What this task involves:
Copy out word for word the part of the passage below on tolerance and suffering that opens with the words containing "Absolutely. We’ve moved" and closes with "the real world.".

Supplied text:
##########
Whenever you untether universal concepts – like human dignity or truth or morality – “tolerance” quickly becomes intolerance. There are so many stories of this in our culture, it has become a cliché. We absolutely should be “tolerant” of LGBTQ individuals, if that means respecting them as human beings and ensuring equal treatment in society and under the law. But that’s not the game they are playing. Being “tolerant” means agreeing, endorsing, and even being forced to participate in the celebration of a lifestyle, and eventually, fully re-ordering all of society so that all who refuse are purged from both polite company and public life.

Being the right sort of pluralist means, in our understanding, being deeply committed to what is true in both our thinking and in our interaction with others. That includes embracing what is true even if culturally unpopular, and relating to others in light of the truth about them – that they are made in the image of God and worthy of respect. Or, to quote Fr. Sirico, “We must be ruthless with ideas and gentle with people.”

Ross Douthat had a column recently in The New York Times talking about how we Americans don’t know how to bear suffering. We don’t prepare for it, and we don’t know how to deal with it when it comes, as it will to all of us. You can see now in middle-class Christian families an expectation that their kids will succeed in life by the world’s standards. Parents go all out to buffer their kids from suffering. It seems to me that if what C.S. Lewis called “the problem of pain” is not dealt with forthrightly in Christian formation, that we have done wrong by our kids. Do you agree? If so, what can we Christian parents do about it?

Absolutely. We’ve moved on from being a culture of hovering “helicopter” parents to being a culture of “lawnmower” parents – we go in front of our kids removing any and all obstacles to their happiness and success. Christian parents struggle with this too – I do as a dad. The idol of safety looms large across American culture, as well as in the church.

There are two sides to what this will cost us. The problem of pain is the problem of reality. It’s that inevitable part of life that has the capacity to shake us to the core. Steve Garber talks about the necessity of having a “big enough” worldview – in other words, a worldview that is able to deal with the big questions and challenges of life in the real world.
##########
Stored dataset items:
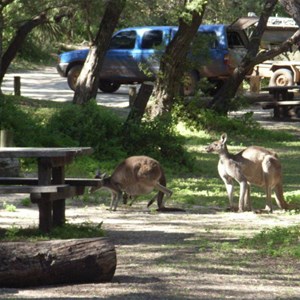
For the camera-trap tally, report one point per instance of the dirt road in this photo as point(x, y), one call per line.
point(175, 256)
point(170, 256)
point(46, 84)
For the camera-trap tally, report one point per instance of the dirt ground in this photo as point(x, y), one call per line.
point(175, 255)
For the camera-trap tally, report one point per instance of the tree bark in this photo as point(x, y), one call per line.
point(139, 105)
point(18, 41)
point(87, 83)
point(168, 83)
point(221, 100)
point(24, 264)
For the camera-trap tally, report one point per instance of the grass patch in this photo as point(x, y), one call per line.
point(68, 231)
point(278, 241)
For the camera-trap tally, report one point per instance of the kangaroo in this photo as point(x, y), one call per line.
point(253, 165)
point(136, 175)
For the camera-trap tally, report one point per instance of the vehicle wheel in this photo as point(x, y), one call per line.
point(190, 81)
point(108, 86)
point(282, 77)
point(73, 75)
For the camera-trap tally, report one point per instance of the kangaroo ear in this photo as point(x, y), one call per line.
point(98, 173)
point(224, 138)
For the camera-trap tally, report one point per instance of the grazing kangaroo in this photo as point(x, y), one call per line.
point(136, 175)
point(253, 165)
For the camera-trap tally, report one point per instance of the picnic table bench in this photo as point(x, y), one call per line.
point(50, 188)
point(283, 101)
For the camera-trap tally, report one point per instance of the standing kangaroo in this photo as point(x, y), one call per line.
point(136, 175)
point(253, 165)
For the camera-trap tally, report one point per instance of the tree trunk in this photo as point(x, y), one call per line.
point(17, 42)
point(87, 83)
point(168, 83)
point(24, 264)
point(221, 100)
point(292, 7)
point(139, 105)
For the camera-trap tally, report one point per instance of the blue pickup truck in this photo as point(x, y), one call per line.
point(134, 53)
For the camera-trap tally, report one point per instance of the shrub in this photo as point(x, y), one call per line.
point(87, 125)
point(25, 127)
point(158, 139)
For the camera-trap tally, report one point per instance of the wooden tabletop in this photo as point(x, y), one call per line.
point(280, 88)
point(12, 152)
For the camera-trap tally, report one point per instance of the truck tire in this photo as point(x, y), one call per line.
point(281, 77)
point(190, 83)
point(108, 86)
point(73, 75)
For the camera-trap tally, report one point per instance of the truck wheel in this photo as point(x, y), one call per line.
point(108, 86)
point(190, 82)
point(73, 75)
point(282, 77)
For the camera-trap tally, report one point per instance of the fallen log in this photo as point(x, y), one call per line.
point(24, 264)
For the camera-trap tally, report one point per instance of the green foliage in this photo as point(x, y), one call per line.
point(9, 207)
point(26, 128)
point(87, 125)
point(68, 231)
point(243, 126)
point(157, 138)
point(278, 241)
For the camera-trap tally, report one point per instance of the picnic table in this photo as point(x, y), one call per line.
point(50, 188)
point(283, 100)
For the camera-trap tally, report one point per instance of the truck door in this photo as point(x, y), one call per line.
point(152, 47)
point(122, 58)
point(208, 53)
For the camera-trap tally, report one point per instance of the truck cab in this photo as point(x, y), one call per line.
point(134, 55)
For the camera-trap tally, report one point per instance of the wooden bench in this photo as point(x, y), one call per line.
point(72, 187)
point(34, 181)
point(28, 189)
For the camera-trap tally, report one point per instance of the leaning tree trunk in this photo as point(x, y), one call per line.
point(24, 264)
point(139, 104)
point(17, 42)
point(168, 83)
point(87, 83)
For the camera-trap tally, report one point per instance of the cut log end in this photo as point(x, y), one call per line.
point(24, 264)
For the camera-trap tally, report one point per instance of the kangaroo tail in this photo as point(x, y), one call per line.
point(279, 196)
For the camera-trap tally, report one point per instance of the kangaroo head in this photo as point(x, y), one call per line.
point(217, 146)
point(103, 177)
point(99, 175)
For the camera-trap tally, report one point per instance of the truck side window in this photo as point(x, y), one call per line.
point(152, 39)
point(234, 39)
point(207, 39)
point(123, 40)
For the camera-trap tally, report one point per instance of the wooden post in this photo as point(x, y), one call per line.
point(59, 206)
point(17, 85)
point(26, 264)
point(6, 138)
point(132, 94)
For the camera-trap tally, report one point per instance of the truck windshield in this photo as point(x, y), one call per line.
point(123, 40)
point(152, 39)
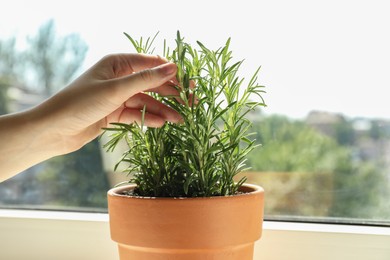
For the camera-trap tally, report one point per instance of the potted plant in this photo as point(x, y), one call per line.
point(182, 200)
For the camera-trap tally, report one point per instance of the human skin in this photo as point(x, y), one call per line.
point(112, 90)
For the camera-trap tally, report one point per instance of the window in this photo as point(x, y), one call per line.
point(326, 131)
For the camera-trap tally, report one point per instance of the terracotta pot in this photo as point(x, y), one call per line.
point(215, 228)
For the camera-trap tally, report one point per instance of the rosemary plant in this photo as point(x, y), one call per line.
point(200, 156)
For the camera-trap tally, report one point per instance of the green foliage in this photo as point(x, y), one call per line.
point(201, 155)
point(55, 59)
point(303, 168)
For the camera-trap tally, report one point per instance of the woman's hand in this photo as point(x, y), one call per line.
point(110, 91)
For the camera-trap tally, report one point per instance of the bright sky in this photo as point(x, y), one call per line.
point(330, 55)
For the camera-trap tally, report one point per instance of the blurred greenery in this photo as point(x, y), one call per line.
point(317, 174)
point(49, 63)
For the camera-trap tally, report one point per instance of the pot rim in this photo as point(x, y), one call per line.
point(247, 188)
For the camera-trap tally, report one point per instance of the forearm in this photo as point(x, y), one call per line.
point(25, 140)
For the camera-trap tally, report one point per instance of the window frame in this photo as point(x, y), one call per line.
point(75, 235)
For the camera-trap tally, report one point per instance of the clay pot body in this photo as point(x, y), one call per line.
point(213, 228)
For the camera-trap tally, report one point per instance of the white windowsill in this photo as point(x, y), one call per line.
point(71, 235)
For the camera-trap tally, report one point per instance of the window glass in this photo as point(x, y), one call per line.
point(325, 134)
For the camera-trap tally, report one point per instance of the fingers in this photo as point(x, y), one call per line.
point(139, 101)
point(156, 112)
point(125, 87)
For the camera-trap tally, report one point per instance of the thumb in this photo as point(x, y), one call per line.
point(145, 79)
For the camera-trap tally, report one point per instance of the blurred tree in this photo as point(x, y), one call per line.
point(313, 160)
point(55, 59)
point(51, 62)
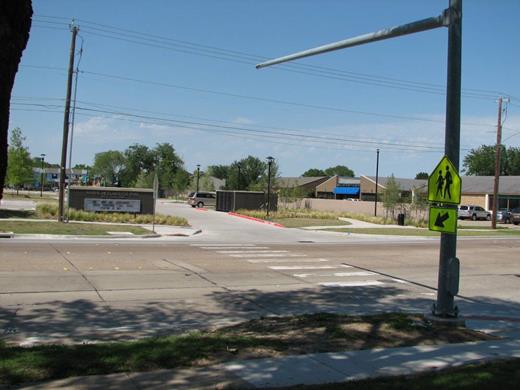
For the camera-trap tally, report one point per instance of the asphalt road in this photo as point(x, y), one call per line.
point(77, 291)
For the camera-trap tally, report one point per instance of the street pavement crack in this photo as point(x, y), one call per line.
point(79, 272)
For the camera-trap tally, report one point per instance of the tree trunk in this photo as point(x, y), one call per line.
point(15, 23)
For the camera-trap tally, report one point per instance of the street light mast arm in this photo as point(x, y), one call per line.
point(405, 29)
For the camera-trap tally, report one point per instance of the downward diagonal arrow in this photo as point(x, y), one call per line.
point(439, 221)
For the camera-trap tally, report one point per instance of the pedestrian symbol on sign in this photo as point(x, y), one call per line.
point(444, 184)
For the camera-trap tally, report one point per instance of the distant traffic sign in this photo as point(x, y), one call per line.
point(444, 183)
point(443, 219)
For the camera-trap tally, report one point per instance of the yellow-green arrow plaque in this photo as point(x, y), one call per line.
point(443, 219)
point(444, 184)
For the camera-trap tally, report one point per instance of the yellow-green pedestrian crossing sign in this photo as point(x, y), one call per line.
point(443, 219)
point(444, 184)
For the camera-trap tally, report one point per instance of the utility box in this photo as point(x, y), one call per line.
point(112, 199)
point(246, 200)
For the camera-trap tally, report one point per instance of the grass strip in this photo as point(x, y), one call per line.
point(43, 227)
point(259, 338)
point(423, 232)
point(502, 374)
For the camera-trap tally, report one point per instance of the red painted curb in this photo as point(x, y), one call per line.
point(232, 213)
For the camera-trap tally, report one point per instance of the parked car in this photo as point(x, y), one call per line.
point(202, 199)
point(473, 212)
point(515, 215)
point(504, 216)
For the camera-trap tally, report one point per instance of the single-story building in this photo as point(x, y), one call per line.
point(338, 187)
point(478, 190)
point(305, 185)
point(409, 187)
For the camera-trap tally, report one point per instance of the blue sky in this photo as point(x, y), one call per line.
point(183, 72)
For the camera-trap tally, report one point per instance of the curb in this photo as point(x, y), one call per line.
point(232, 213)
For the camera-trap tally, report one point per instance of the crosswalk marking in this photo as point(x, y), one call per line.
point(352, 284)
point(292, 267)
point(336, 274)
point(250, 251)
point(251, 248)
point(245, 255)
point(238, 245)
point(293, 260)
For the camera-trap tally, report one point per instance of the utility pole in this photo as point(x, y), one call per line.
point(377, 179)
point(497, 165)
point(66, 116)
point(198, 176)
point(42, 159)
point(269, 163)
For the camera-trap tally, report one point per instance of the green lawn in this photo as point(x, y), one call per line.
point(425, 232)
point(263, 337)
point(306, 222)
point(500, 375)
point(37, 227)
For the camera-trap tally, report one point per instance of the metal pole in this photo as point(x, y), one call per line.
point(377, 180)
point(497, 165)
point(448, 248)
point(198, 176)
point(392, 32)
point(239, 177)
point(66, 125)
point(268, 186)
point(42, 158)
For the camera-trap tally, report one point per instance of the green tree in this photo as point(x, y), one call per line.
point(513, 157)
point(219, 171)
point(313, 172)
point(181, 181)
point(20, 163)
point(167, 163)
point(481, 161)
point(15, 24)
point(109, 165)
point(391, 195)
point(139, 158)
point(339, 170)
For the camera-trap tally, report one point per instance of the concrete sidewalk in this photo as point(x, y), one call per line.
point(320, 368)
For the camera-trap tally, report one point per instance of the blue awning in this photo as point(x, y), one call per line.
point(346, 190)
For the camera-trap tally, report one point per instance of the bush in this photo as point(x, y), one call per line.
point(50, 211)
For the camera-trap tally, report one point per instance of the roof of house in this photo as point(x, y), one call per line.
point(508, 185)
point(404, 184)
point(289, 182)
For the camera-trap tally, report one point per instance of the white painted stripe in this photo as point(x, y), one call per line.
point(252, 248)
point(292, 267)
point(251, 251)
point(352, 284)
point(336, 274)
point(399, 281)
point(266, 255)
point(255, 261)
point(208, 244)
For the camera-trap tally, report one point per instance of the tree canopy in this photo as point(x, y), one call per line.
point(481, 161)
point(20, 163)
point(340, 170)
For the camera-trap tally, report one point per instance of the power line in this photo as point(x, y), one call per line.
point(183, 46)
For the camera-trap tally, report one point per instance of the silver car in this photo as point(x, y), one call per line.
point(473, 212)
point(202, 199)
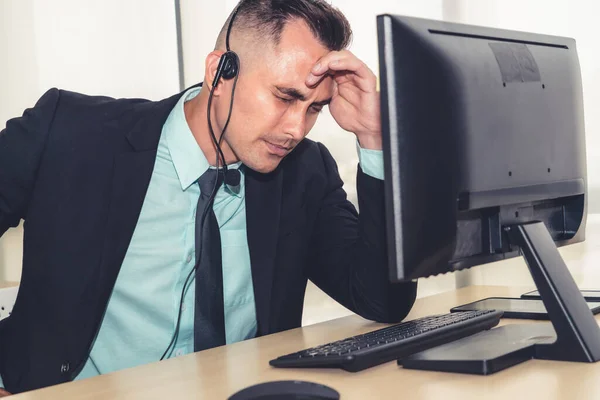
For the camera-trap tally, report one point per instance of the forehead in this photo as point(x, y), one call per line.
point(289, 63)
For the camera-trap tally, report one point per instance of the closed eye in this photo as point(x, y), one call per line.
point(285, 99)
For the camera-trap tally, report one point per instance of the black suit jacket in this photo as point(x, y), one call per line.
point(76, 169)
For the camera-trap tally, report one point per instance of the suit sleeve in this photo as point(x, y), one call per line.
point(22, 144)
point(349, 251)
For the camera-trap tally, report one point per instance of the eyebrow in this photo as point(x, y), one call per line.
point(296, 95)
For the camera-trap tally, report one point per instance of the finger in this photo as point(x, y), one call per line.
point(336, 61)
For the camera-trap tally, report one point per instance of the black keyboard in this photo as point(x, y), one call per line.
point(364, 351)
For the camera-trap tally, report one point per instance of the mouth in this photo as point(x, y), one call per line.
point(277, 150)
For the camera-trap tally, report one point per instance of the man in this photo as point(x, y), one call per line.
point(110, 191)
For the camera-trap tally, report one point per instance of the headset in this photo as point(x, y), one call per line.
point(228, 68)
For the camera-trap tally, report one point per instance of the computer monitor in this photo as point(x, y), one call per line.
point(484, 154)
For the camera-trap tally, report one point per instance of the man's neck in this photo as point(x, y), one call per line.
point(196, 116)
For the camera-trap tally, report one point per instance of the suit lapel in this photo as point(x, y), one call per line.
point(263, 210)
point(131, 177)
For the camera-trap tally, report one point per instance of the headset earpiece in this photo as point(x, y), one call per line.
point(228, 67)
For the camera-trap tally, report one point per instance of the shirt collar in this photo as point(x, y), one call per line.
point(187, 156)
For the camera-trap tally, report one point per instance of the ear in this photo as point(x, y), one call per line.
point(210, 70)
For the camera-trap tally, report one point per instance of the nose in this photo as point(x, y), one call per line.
point(295, 123)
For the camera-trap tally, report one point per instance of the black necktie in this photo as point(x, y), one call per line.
point(209, 317)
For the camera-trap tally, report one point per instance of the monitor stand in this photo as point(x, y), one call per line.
point(572, 335)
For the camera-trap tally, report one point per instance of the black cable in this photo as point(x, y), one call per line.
point(209, 203)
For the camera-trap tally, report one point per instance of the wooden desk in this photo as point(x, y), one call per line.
point(220, 372)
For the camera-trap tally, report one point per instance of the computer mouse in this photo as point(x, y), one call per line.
point(287, 390)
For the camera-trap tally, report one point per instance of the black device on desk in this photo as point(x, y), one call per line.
point(484, 153)
point(287, 390)
point(516, 307)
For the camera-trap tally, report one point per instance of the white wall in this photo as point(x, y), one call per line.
point(120, 48)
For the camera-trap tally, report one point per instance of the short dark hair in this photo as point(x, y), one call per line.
point(269, 17)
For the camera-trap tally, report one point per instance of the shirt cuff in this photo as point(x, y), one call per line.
point(371, 161)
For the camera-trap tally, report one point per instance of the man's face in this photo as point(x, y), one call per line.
point(274, 109)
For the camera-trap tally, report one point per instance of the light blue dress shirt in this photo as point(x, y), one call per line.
point(142, 312)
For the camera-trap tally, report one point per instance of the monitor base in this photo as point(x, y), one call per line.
point(574, 334)
point(485, 352)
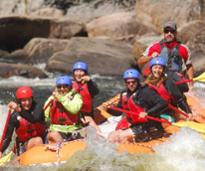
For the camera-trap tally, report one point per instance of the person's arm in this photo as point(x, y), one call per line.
point(92, 88)
point(72, 102)
point(190, 71)
point(35, 114)
point(155, 105)
point(13, 123)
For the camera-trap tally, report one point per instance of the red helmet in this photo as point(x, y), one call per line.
point(24, 92)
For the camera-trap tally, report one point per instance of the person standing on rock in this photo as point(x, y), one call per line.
point(176, 53)
point(27, 120)
point(88, 89)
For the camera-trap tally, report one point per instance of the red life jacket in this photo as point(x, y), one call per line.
point(123, 123)
point(27, 130)
point(86, 97)
point(137, 109)
point(59, 115)
point(124, 101)
point(162, 91)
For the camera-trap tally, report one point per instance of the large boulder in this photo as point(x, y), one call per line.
point(157, 12)
point(8, 70)
point(41, 49)
point(117, 25)
point(103, 56)
point(16, 31)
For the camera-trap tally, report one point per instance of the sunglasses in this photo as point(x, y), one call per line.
point(167, 30)
point(130, 82)
point(62, 86)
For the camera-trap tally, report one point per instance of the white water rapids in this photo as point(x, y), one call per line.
point(185, 150)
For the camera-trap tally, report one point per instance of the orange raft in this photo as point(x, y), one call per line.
point(40, 155)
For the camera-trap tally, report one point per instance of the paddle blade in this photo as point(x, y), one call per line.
point(193, 125)
point(200, 78)
point(6, 158)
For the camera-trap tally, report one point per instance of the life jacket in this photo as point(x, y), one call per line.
point(162, 91)
point(124, 101)
point(123, 123)
point(27, 130)
point(60, 116)
point(174, 60)
point(134, 117)
point(86, 97)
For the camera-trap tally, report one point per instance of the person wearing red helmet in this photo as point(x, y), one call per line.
point(26, 119)
point(175, 52)
point(165, 86)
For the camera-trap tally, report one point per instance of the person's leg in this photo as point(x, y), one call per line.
point(34, 142)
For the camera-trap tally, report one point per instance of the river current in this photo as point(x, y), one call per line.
point(183, 152)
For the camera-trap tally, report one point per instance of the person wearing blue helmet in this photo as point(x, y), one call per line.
point(87, 88)
point(61, 111)
point(131, 80)
point(165, 86)
point(143, 101)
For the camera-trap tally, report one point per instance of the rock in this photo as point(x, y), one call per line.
point(8, 70)
point(116, 25)
point(158, 12)
point(27, 28)
point(105, 57)
point(40, 49)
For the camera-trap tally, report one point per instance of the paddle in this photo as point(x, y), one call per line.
point(200, 78)
point(134, 113)
point(7, 157)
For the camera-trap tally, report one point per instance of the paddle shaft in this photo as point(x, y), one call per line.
point(5, 128)
point(134, 113)
point(178, 111)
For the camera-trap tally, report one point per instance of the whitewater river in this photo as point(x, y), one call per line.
point(185, 151)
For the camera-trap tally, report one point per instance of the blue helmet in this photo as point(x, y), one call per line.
point(80, 65)
point(158, 61)
point(131, 73)
point(64, 80)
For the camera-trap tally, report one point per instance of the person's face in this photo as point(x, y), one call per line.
point(169, 34)
point(157, 71)
point(78, 74)
point(63, 89)
point(131, 84)
point(26, 103)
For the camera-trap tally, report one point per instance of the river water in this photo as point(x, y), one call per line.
point(183, 152)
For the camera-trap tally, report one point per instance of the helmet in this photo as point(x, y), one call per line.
point(24, 92)
point(158, 61)
point(80, 65)
point(131, 73)
point(64, 80)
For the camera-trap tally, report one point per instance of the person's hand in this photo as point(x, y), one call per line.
point(85, 79)
point(142, 114)
point(154, 54)
point(13, 106)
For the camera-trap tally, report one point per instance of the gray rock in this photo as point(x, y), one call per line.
point(105, 57)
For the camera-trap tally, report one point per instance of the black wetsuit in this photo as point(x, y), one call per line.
point(35, 114)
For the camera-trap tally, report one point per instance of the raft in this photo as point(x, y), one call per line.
point(41, 155)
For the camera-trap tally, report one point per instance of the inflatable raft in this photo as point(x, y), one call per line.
point(41, 155)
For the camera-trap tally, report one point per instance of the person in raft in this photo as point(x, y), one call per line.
point(88, 89)
point(27, 120)
point(143, 102)
point(172, 49)
point(62, 112)
point(165, 86)
point(131, 79)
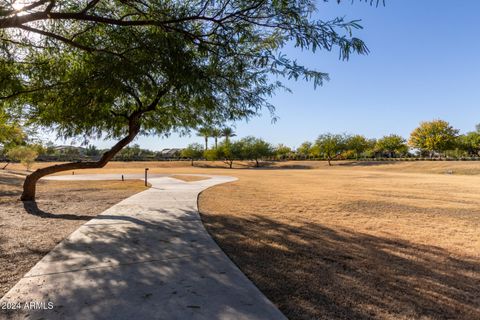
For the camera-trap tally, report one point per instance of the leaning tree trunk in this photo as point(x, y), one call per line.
point(5, 166)
point(30, 184)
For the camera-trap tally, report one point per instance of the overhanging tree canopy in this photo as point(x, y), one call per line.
point(124, 68)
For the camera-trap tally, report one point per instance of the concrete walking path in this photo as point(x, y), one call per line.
point(148, 257)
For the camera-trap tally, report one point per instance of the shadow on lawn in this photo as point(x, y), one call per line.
point(368, 163)
point(32, 208)
point(142, 269)
point(315, 272)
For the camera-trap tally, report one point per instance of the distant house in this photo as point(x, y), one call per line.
point(173, 153)
point(69, 150)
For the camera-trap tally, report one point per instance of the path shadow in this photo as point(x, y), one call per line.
point(315, 272)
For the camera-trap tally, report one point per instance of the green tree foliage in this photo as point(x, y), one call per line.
point(92, 151)
point(230, 151)
point(205, 133)
point(11, 134)
point(256, 149)
point(305, 150)
point(282, 152)
point(392, 145)
point(216, 133)
point(434, 136)
point(227, 133)
point(212, 155)
point(123, 68)
point(358, 144)
point(470, 143)
point(330, 145)
point(25, 154)
point(193, 152)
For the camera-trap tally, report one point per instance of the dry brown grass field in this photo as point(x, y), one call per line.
point(30, 231)
point(394, 240)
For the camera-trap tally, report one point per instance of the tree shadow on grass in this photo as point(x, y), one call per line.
point(314, 272)
point(32, 208)
point(369, 163)
point(138, 267)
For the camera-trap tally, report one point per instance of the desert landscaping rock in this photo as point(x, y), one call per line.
point(148, 257)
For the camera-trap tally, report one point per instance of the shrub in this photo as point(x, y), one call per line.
point(25, 154)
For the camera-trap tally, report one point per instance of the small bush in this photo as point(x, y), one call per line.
point(25, 154)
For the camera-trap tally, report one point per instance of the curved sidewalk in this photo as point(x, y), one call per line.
point(148, 257)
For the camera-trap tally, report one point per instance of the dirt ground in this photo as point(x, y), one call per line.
point(393, 240)
point(29, 231)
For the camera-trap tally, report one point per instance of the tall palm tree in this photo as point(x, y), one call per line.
point(227, 133)
point(215, 132)
point(205, 132)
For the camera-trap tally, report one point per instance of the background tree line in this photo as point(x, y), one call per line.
point(435, 139)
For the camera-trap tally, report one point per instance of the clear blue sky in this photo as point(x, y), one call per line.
point(424, 64)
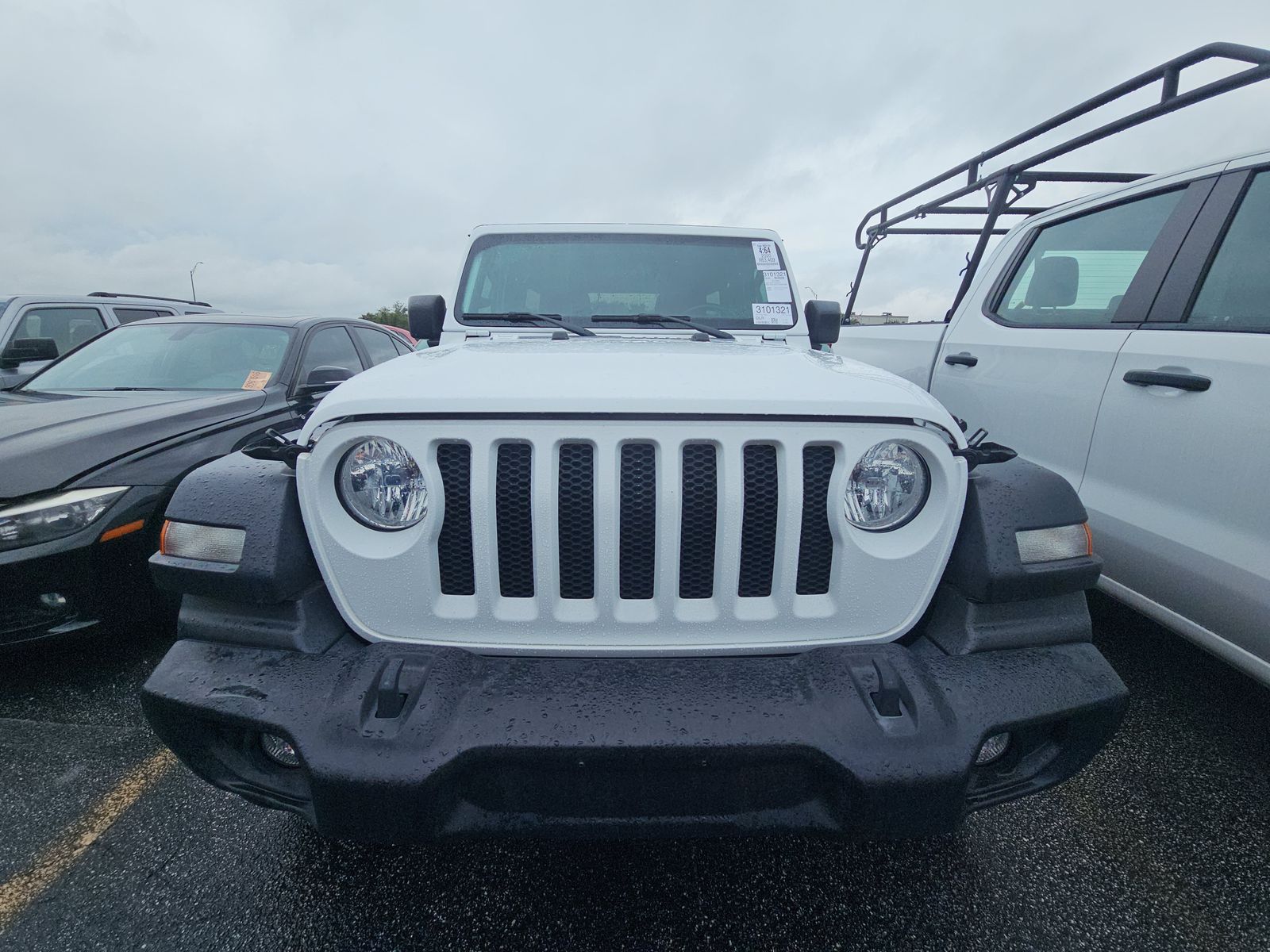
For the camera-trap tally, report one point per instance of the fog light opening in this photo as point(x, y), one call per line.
point(279, 750)
point(992, 749)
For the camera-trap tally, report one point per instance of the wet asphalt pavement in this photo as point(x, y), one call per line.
point(1162, 843)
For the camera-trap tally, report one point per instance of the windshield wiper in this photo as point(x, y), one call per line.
point(552, 319)
point(664, 319)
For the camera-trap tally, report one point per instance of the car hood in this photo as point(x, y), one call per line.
point(641, 376)
point(51, 440)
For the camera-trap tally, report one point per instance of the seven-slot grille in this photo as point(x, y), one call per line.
point(643, 503)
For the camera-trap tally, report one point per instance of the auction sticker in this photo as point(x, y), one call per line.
point(778, 285)
point(772, 314)
point(765, 255)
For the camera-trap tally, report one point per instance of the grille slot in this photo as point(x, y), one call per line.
point(759, 522)
point(514, 514)
point(455, 543)
point(698, 517)
point(637, 530)
point(577, 520)
point(816, 543)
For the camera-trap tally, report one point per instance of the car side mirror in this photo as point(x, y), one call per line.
point(1056, 279)
point(29, 349)
point(427, 317)
point(823, 321)
point(321, 380)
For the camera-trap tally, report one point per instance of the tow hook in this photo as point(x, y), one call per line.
point(979, 452)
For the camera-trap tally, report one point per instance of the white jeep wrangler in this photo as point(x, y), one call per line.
point(628, 552)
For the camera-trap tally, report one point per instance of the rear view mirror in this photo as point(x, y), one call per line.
point(427, 315)
point(1056, 279)
point(29, 349)
point(323, 378)
point(823, 321)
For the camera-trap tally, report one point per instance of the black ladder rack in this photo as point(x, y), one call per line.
point(1005, 187)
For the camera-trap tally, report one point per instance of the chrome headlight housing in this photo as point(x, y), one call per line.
point(54, 517)
point(381, 486)
point(887, 488)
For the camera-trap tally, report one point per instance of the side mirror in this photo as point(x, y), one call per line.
point(29, 349)
point(823, 321)
point(427, 314)
point(1056, 279)
point(323, 378)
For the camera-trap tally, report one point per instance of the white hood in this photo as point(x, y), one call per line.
point(611, 374)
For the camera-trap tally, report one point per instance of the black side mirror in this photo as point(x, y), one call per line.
point(823, 321)
point(427, 314)
point(323, 378)
point(29, 349)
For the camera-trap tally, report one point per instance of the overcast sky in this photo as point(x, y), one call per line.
point(330, 158)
##########
Output for this task:
Absolutely. We’ve moved on from being a culture of hovering “helicopter” parents to being a culture of “lawnmower” parents – we go in front of our kids removing any and all obstacles to their happiness and success. Christian parents struggle with this too – I do as a dad. The idol of safety looms large across American culture, as well as in the church.

There are two sides to what this will cost us. The problem of pain is the problem of reality. It’s that inevitable part of life that has the capacity to shake us to the core. Steve Garber talks about the necessity of having a “big enough” worldview – in other words, a worldview that is able to deal with the big questions and challenges of life in the real world.